_ZADANIA DO WYKONANIA_
(1) Przepisz bez zmian fragment artykułu o Śląsku Wrocław: zacznij od słów „- Nie zaczęliśmy”, a zakończ po słowach „rewanż w Bułgarii.”.
(2) Przedstaw w formie listy najważniejsze fakty z akapitu artykułu o Śląsku Wrocław, który zaczyna się od słów „We wrocławskim zespole zabrakło”.

_FRAGMENT DOKUMENTU_
☆ ☆ ☆

Nasza Loteria NaM - pasek na kartach artykułów

Śląsk Wrocław: Puchary odbijają się już na lidze

Mariusz Wiśniewski
Piotr Celeban i Rok Elsner - nie tylko oni łapali się w niedzielę za głowy pod bramkę Górnika
Piotr Celeban i Rok Elsner - nie tylko oni łapali się w niedzielę za głowy pod bramkę Górnika Tomasz Hołod
- Nie mogę obiecać, że mecze pucharowe nie odbiją się na naszej postawie w lidze - komentował zaraz po czwartkowym spotkaniu z Lokomotivem Sofia Sebastian Mila. Niestety, kapitan Śląska wiedział, co mówi. W niedzielę w pojedynku przeciwko Górnikowi wyraźnie było widać po wrocławskim zespole trudy pucharowych pojedynków. Odbiły się one na składzie, a także już na samej grze podopiecznych Oresta Lenczyka.

- Nie zaczęliśmy mecz z Górnikiem najmocniejszym składem, ale nie dlatego, że ich zlekceważyliśmy - przyznał po meczu szkoleniowiec Śląska.

We wrocławskim zespole zabrakło między innymi Piotra Ćwielonga, Roka Elsnera, Amira Spahicia, a Waldemar Sobota nie usiadł nawet na ławce rezerwowych. Skrzydłowy Śląska nabawił się urazu w pojedynku z Lokomotivem i sztab trenerski postanowił go oszczędzić na rewanż w Bułgarii.

☆ ☆ ☆

_DANE_
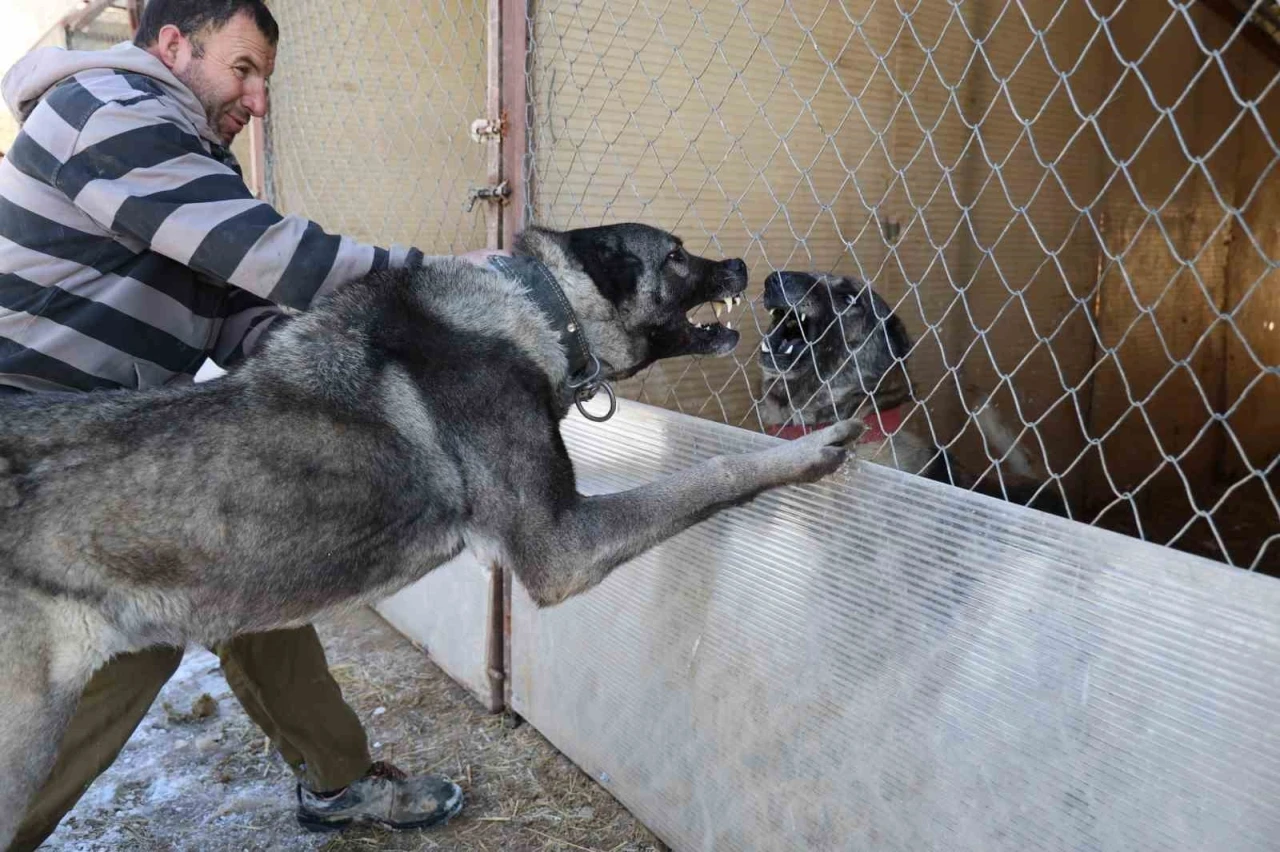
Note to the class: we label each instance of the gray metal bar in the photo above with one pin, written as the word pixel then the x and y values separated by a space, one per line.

☆ ☆ ☆

_ODPOWIEDZI PISEMNE_
(1)
- Nie zaczęliśmy mecz z Górnikiem najmocniejszym składem, ale nie dlatego, że ich zlekceważyliśmy - przyznał po meczu szkoleniowiec Śląska.

We wrocławskim zespole zabrakło między innymi Piotra Ćwielonga, Roka Elsnera, Amira Spahicia, a Waldemar Sobota nie usiadł nawet na ławce rezerwowych. Skrzydłowy Śląska nabawił się urazu w pojedynku z Lokomotivem i sztab trenerski postanowił go oszczędzić na rewanż w Bułgarii.

(2)
- W składzie Śląska zabrakło między innymi Piotra Ćwielonga, Roka Elsnera i Amira Spahicia.
- Waldemar Sobota nie usiadł nawet na ławce rezerwowych.
- Sobota nabawił się urazu w meczu z Lokomotivem.
- Sztab trenerski postanowił oszczędzić go na rewanż w Bułgarii.